Selected extract =>
** start **
Single by Jive Bunny and the Mastermixers
- B-side: "Auld Lang Syne"
- Released: 4 December 1989
- Genre: Electronic; rock;
- Length: 4:25
- Label: Telstar
- Songwriter: Various
- Producers: Andy Pickles, Ian Morgan

Jive Bunny and the Mastermixers singles chronology
| "That's What I Like" (1989) | "Let's Party" (1989) | "That Sounds Good to Me" (1990) |

= Let's Party (Jive Bunny and the Mastermixers song) =

1989 single by Jive Bunny and the Mastermixers

"Let's Party" is a song by British novelty pop music act Jive Bunny and the Mastermixers, the third single released by the father-and-son DJ team Andy and John Pickles. Released on 4 December 1989, it reached the top of the UK Singles Chart for a single week the same month. They became only the third act to reach No. 1 with their first three singles, following on from Gerry and the Pacemakers in 1964 and Frankie Goes to Hollywood in 1984, and took the shortest time to achieve the feat.

==Production and composition==
The record follows on from the formula which took their earlier singles "Swing the Mood" and "That's What I Like" to number one on the charts. Although it did not appear on Jive Bunny: The Album, the track took its melodic hook from Joe Loss's "March of the Mods" - the same as the album's closing track "Hopping Mad". Unlike Jive Bunny's previous two hits, it did not reach the top of the international charts, although it reached number two in Ireland, Norway and Denmark, and charted in several other European nations.
** end **
Set tasks =>
A. In the text about "Let's Party," which Joe Loss record supplied the song's melodic hook?
B. Please translate this sentence from the text about "Let's Party" into Spanish: "Released on 4 December 1989, it reached the top of the UK Singles Chart for a single week the same month."
Rely on the text alone for your answers.

Listing =>
** start **
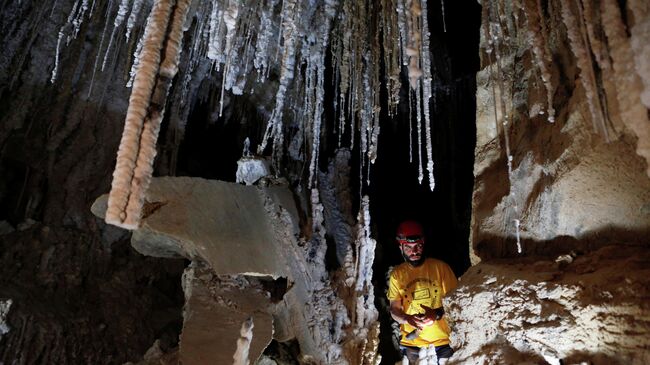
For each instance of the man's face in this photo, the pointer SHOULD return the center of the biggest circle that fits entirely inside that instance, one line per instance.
(412, 248)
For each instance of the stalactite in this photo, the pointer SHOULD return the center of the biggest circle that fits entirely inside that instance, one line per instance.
(133, 17)
(274, 130)
(591, 19)
(101, 44)
(121, 14)
(538, 39)
(640, 47)
(146, 108)
(426, 92)
(628, 83)
(413, 15)
(580, 48)
(495, 42)
(60, 39)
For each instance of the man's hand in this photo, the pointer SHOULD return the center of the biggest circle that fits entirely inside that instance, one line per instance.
(431, 315)
(417, 320)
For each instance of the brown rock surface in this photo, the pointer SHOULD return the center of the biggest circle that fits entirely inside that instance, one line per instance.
(591, 308)
(215, 309)
(571, 186)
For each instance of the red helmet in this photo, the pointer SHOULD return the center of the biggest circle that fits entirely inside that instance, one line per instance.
(409, 230)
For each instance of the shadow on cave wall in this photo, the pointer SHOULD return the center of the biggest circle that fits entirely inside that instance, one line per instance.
(498, 247)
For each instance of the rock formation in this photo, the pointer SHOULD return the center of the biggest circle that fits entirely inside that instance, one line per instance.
(327, 95)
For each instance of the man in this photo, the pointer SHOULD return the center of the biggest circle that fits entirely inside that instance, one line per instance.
(416, 289)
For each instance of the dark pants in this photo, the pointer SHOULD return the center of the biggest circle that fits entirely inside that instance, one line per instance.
(413, 353)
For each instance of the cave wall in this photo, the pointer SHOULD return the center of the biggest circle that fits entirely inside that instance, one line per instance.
(560, 220)
(580, 181)
(80, 293)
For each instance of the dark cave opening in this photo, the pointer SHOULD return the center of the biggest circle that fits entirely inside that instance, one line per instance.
(213, 144)
(395, 193)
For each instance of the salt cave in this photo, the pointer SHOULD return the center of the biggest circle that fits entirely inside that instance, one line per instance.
(219, 181)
** end **
Expected outputs =>
A. "March of the Mods"

B. Lanzada el 4 de diciembre de 1989, llegó al primer puesto de la lista de sencillos del Reino Unido durante una sola semana ese mismo mes.